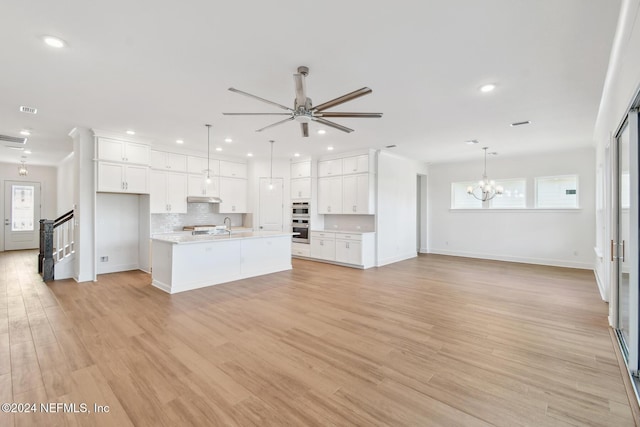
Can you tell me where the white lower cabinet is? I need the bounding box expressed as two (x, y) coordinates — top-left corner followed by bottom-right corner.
(150, 171), (187, 213)
(292, 242), (311, 257)
(98, 161), (150, 194)
(309, 231), (375, 268)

- - - -

ACTIVITY: All of the records above are to be copied exactly, minus the pictures.

ANSWER TO THIS PROBLEM:
Can you tell me where the white lower cabinet is? I need the bounding box expressed as two (x, y) coordinates — top-left corner followed by bottom-right corner.
(150, 171), (187, 213)
(292, 242), (311, 257)
(98, 161), (150, 194)
(309, 231), (375, 268)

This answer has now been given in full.